A bright white page at midnight can feel like staring into a headlight. In Dabble, you can change your Theme and Font, dark mode included, so your writing space stays easy on the eyes and suits the story.

Your Theme colors the whole app. Your Font shapes how your manuscript reads, and you set it per project. Here’s how to change each one.

We’ll cover:

  • Your Theme is an account preference. It syncs across every device you sign in to.
  • Your Font is set per project, in that project’s formatting. It changes the editor display and your exports, and it does not affect any other project.

Two controls work together: a color Theme and a light or dark Appearance.

  1. Open the account menu and click Preferences.
  2. Go to the General tab.
  3. Under Theme, click a color tile. There are six: Default, Sepia, Olive, Blush, Lilac, and Azure.
  4. Set the mood with the Appearance switch beside the tiles: Light, Dark, or Auto. Dark is Dabble’s dark mode; Auto follows your device.

The change applies right away.

Preferences › General: the Theme tiles (Default, Sepia, Olive, Blush, Lilac, Azure) and the Light / Dark / Auto appearance switch.

A Dabble project in the Dark appearance: the navigation, editor, and Goals panel all rendered in dark tones with light text.

Want Dabble to follow your system? Set Appearance to Auto. Dabble then reads your device’s light or dark setting and matches it.

  1. Open Preferences and go to the General tab.
  2. In the Appearance switch, click Auto.
  3. Click the color tile you want. That’s the color Auto switches between: its light version by day, its dark version at night.

While Auto is on, each color tile previews both halves at once, split down the diagonal, so you can see the pair you’re choosing before you commit to it.

When your device switches to dark mode at night, Dabble follows. Prefer to lock one look? Choose Light or Dark instead.

Dabble uses color to tell you things: a green underline for grammar, a blue one for style, red and green for success and trouble. If those colors read the same to you, they’re telling you nothing.

  1. Open Preferences and go to the General tab.
  2. Under Theme, turn on Colorblind Friendly.

It adjusts colors across the app to be easier to tell apart, and it works with any theme. Pick Lilac in Dark and keep it. Nothing about your theme choice changes.

It also gives the spelling and grammar underlines different shapes, not just different colors: spelling stays wavy, grammar turns dotted, style turns dashed. See Check spelling and grammar.

_Extracted material_
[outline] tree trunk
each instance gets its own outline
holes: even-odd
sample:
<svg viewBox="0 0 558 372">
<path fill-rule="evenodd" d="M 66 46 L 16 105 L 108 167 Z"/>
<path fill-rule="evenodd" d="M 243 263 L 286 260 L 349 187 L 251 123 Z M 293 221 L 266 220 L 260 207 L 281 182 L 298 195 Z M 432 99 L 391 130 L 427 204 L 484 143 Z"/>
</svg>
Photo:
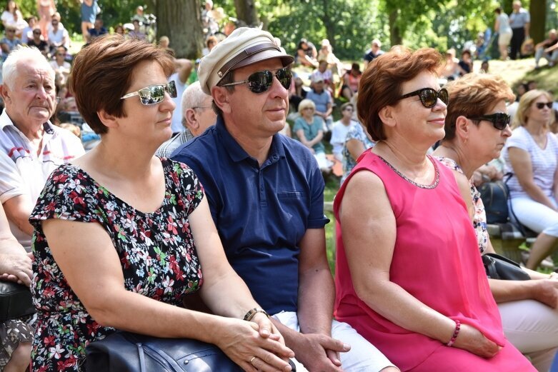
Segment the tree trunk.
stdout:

_Exercise task_
In the guide to Dabble's theme and font settings, what shape do grammar underlines take once Colorblind Friendly is turned on?

_Finished exercise_
Grammar underlines turn dotted.